TAREFA 1:
Responda a estas perguntas com base no texto sobre Abel Ferreira e o sono:
(a) Por quanto terminou a vitória sobre o Fortaleza?
(b) A que horas chegaram à academia para tomar o pequeno-almoço?
(c) Segundo a fisioterapeuta, até que percentagem dos atletas de elite relatam insónia?
TAREFA 2: Continue o texto sobre Abel Ferreira e o sono a partir da última frase.

TEXTO DE ESTUDO:
Abel não dorme
Abel Ferreira tinha razão quando, após a vitória por 4-1 sobre o Fortaleza no fim de semana passado, usou um fator novo, o sono, para criticar um problema antigo, o calendário?
«Nós chegamos [do duelo na Argentina com o River Plate] à academia para tomar o pequeno-almoço às 7h00, sem sequer dormir, qual é o impacto que isso vai ter? Não sei. Falem com os especialistas», pediu.
Cá vai a opinião, especializada, de duas. «O sono é fundamental para a recuperação física, cognitiva e emocional do atleta», começa Cynthia Gobbi, fisioterapeuta pela Sociedade Nacional de Fisioterapia Desportiva e da Atividade Física. «A privação parcial ou total do sono está associada a alterações fisiológicas como o aumento de lactato, marcadores inflamatórios, redução da imunidade e maior tempo de recuperação muscular, além de desequilíbrio autonómico, como o aumento da atividade simpática e redução da parassimpática, o que favorece fadiga, stress e dor aumentada.»
Traduzindo, os jogadores podem revelar excessiva sonolência diurna, fadiga, irritabilidade, défice de atenção e memória, alterações de humor, ansiedade e maior percepção de dor. «Estudos mostram que até 64% dos atletas de elite relatam insónia», diz ainda a especialista.

MATERIAL FORNECIDO:
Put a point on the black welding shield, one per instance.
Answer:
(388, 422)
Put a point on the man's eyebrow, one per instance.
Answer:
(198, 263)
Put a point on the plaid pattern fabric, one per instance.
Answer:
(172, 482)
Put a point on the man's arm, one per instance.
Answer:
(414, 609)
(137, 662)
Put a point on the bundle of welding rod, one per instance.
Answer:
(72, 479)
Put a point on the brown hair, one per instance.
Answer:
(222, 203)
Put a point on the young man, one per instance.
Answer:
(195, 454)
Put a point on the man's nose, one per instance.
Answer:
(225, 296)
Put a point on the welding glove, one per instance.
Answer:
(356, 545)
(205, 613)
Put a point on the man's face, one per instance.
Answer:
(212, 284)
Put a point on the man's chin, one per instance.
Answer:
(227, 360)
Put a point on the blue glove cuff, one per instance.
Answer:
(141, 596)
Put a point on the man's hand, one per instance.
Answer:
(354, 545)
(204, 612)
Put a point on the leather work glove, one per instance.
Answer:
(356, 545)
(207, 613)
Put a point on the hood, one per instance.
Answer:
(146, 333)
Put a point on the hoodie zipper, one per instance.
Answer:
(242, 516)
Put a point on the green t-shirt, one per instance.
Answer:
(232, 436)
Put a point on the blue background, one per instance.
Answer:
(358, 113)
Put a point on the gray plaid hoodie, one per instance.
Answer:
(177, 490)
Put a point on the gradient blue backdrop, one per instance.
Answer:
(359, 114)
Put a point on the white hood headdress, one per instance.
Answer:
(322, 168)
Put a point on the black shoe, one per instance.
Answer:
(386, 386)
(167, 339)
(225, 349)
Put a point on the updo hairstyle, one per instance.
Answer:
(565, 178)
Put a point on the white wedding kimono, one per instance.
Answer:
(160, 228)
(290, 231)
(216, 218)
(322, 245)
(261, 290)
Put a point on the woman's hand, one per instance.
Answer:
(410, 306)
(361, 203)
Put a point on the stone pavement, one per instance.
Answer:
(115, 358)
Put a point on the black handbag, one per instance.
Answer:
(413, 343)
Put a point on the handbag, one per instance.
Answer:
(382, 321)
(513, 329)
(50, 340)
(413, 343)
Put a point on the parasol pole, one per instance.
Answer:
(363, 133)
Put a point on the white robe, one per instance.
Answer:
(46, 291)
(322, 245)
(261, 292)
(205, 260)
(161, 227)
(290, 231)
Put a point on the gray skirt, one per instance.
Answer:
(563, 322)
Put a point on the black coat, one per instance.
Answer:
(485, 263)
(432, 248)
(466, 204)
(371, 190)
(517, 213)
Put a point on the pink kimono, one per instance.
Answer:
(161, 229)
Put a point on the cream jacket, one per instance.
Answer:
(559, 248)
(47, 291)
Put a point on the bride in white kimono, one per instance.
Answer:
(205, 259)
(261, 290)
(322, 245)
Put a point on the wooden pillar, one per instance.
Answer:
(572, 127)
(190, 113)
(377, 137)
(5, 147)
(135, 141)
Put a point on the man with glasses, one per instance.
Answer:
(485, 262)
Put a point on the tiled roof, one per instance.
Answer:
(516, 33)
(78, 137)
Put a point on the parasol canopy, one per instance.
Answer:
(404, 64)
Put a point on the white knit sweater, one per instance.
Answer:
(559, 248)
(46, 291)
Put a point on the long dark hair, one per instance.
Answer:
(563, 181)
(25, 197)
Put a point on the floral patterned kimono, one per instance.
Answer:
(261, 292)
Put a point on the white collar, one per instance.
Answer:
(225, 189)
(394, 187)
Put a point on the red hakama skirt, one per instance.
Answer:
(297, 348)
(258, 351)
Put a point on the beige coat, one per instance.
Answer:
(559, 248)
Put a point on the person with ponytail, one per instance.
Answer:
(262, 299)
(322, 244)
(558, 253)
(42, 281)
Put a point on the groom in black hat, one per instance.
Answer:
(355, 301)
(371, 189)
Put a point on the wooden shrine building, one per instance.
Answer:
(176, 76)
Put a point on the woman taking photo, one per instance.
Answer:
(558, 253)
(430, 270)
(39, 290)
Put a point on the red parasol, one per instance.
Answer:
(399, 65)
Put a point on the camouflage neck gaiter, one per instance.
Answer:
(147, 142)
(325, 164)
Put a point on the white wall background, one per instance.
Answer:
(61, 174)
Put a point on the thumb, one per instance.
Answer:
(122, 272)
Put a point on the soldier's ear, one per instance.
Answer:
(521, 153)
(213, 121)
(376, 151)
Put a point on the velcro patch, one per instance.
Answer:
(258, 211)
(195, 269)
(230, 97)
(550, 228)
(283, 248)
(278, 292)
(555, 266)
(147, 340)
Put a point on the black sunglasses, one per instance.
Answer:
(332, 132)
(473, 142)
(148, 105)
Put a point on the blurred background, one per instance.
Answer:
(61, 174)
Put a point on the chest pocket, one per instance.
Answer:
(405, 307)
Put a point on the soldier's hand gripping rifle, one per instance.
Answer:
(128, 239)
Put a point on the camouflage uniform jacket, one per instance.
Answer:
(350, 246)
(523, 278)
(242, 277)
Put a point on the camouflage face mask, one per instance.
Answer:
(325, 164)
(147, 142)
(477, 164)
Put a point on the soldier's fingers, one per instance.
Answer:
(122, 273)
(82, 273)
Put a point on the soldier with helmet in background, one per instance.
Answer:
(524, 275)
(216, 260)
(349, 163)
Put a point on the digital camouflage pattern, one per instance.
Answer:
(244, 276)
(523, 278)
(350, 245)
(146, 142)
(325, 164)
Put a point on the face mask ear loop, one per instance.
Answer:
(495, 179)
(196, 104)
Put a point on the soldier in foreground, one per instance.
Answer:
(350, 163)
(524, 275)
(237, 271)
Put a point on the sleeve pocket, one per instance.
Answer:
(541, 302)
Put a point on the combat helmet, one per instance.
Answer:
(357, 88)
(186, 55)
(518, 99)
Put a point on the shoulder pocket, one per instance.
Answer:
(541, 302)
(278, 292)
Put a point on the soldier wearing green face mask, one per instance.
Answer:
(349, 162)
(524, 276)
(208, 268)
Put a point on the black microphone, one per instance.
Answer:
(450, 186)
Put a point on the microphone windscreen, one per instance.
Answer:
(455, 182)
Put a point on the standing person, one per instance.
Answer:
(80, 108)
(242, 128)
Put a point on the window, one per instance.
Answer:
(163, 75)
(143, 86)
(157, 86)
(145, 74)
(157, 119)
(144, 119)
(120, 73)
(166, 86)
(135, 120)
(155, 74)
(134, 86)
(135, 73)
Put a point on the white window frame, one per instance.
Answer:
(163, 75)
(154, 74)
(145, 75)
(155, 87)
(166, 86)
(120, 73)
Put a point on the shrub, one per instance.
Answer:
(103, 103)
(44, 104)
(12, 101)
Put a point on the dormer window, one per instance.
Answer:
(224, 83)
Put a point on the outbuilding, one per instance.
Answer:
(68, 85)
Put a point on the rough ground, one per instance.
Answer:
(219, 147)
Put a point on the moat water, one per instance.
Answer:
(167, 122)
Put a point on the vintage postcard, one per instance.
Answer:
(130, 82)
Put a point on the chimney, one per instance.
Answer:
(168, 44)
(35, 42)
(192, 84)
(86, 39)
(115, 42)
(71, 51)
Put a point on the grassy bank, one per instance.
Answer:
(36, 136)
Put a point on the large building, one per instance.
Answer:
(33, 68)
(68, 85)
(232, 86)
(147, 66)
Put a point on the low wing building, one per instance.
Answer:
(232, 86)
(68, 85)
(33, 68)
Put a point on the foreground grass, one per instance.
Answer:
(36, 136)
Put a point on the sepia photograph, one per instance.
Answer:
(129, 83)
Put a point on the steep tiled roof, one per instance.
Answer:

RESPOSTA 1:
(a) 4-1.
(b) Às 7h00.
(c) Até 64%.

RESPOSTA 2:
«E os fatores psicossociais e ambientais, como viagens frequentes, jet lag, fusos horários, horários de treino inadequado, stress competitivo, perfeccionismo e ansiedade, influenciam diretamente na qualidade do sono.»
Para Carla Tavares, Head de Medicina da Volt Sports Science, plataforma de saúde e performance para atletas do futebol de elite, «quando o atleta dorme menos tempo ou tem a qualidade do sono pior do que necessita, podem surgir impactos importantes para a performance». «Estudos demonstram que jogadores que dormem menos de oito horas por noite podem ter até 1,7 vezes mais risco de lesão.»
Mas há solução? Para Thiago Freitas, COO da Roc Nation Sports no Brasil, empresa de entretenimento norte-americana, no atual estado de coisas, não. «Como o Brasil é um país continental, exige deslocações como as da Champions League e distribuídas em três meses a menos do que seria possível por conta dos estaduais.» «Jogos na Europa a cada três dias e em países menores do que estados brasileiros geram um desgaste acumulado muito menor do que o de uma rotina de viagens do Ceará ao Rio Grande do Sul, ou mesmo de Salvador a Cuiabá», completa.
Ouvidos os especialistas, a conclusão é que Abel tem, pois, razão. Apurado desde esta semana para a quinta meia-final da Taça dos Libertadores em seis anos, o português está sempre bem desperto.